__Things to do__
• A. Answer these questions from the parliamentary debate:
(i) How much money does the Bill empower the Government to spend in competing with a private company?
(ii) From which fund does Mr. Gibson Bowles say two millions were intercepted this session?
(iii) According to Mr. Stuart, of which committee was he a member?
• B. Carry the parliamentary debate on the Bill forward from its last line.

MR. GIBSON BOWLES (Lynn Regis)
It is most interesting to see the support which the Secretary to the Treasury gets from the other side of the House; I should have supposed that this was a measure proposed by the front Opposition bench, and strenuously resisted by the Tories on this side. Me difficulty of this discussion is greatly added to by the changes which have taken place in the Bill itself. The hon. Member for Leicester says he supports the Bill because it is the child of the Secretary of the Treasury. But it is not the same child; the child has been changed at birth, and the present child is very much less like its father than the other was. Of course, we may not allude specifically to details as to the difference in the features of the two children. The First Lord of the Treasury says that the reference of this Bill to the Standing Committee is the only course that 895 affords a chance of passing this Bill into law this session. But what is the hurry? It is a Bill to empower the Government to spend two millions in competing with a private company. Why this hurry? Have we not spent millions enough this year? The one hiatus in my unfailing admiration for the nineteen men of genius who form Her Majesty's Government is this: their one weak point is finance, and when they come to their end "Finance" will be written on their grave.
MR. GIBSON BOWLES
We have already this session intercepted two millions from the National Debt Extinction Fund, and we passed a resolution the other day for voting four millions.
§ * MR. SPEAKER
Order, order! If the hon. Member is endeavouring to speak to the question, he is singularly unsuccessful.
MR. GIBSON BOWLES
Inasmuch as the central principle of this Bill is to spend two millions more than the money we have already spent, I say there can be no hurry to begin the expenditure this year, and consequently there is no immediate hurry for passing this Bill. In saying this I am applying the argument used by the right hon. Gentleman the First Lord of the Treasury himself, when he says the only chance is in referring this Bill to the Grand Committee. I am not enormously enamoured of this Bill; there are certain points which ought to be cleared up. But there is one capital and absolutely conclusive reason for not pressing forward the Bill at this time. Nobody denies that on the merits of the case it would be a good thing to refer this Bill to a Select Committee, which would take evidence and consider matters entirely de novo.
MR. GIBSON BOWLES
Really, the support the hon. Gentleman opposite gives to my right hon. friend is very uncertain.
§ MR. STUART
If the hon. gentleman had been present when I was speaking he would have known that I said, rightly or wrongly, that my view, as a member of the Select Committee, was that the whole question had been sufficiently gone into by the Select Committee.

__Material__
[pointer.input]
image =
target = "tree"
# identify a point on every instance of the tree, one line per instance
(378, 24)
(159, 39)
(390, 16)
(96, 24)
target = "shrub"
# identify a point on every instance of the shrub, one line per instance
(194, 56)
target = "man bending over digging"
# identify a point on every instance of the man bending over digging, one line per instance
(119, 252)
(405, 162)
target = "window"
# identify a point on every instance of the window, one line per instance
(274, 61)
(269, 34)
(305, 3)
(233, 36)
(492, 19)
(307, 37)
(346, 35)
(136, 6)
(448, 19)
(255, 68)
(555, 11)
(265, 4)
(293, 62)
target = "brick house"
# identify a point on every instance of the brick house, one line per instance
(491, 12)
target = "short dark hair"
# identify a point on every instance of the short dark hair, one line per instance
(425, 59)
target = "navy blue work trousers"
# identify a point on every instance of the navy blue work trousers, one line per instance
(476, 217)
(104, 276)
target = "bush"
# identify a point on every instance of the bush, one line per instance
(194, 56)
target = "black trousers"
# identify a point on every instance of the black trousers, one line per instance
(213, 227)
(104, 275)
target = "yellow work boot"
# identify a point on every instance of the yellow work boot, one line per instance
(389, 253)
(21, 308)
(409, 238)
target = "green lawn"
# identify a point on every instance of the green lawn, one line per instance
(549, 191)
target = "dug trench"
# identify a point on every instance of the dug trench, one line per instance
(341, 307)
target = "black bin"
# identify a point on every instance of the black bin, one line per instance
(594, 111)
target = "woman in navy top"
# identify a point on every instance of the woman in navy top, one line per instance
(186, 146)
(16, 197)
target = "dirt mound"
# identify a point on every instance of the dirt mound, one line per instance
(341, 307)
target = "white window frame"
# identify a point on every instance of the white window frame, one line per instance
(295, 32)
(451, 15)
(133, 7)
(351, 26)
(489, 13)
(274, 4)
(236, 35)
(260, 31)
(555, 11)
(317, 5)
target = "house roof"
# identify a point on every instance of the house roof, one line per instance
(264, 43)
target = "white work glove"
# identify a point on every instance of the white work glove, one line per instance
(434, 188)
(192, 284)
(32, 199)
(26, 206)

__Answers by task__
• A.
(i) Two millions.
(ii) The National Debt Extinction Fund.
(iii) The Select Committee.

• B.
MR. GIBSON BOWLES
The hon. 896 Gentleman is wrong. I did listen to his speech, with that interest which his speeches invariably command, and with that disagreement which they almost invariably arouse in me. How can he say that all matters connected with this Bill have been considered by the Select Committee, when the Bill has been invented since the Select Committee was appointed, and has been changed since it was invented? In his impetuosity and compassion for the Tory Party he has made a great mistake. Now, my last reason why there is no reason to be in a hurry is that the Government have insisted upon appointing a Committee which is to deal with the very centre and marrow of the question—the subject of municipal trading. Suppose that Committee reports altogether against municipal trading——
MR. GIBSON BOWLES
It has not come into existence yet. My submission is that we should await the Report of that Committee which is about to be appointed.
MR. GIBSON BOWLES
If the hon. Gentleman looks at the Order Book, he will find the motion in the name of the principal Whip of the Government.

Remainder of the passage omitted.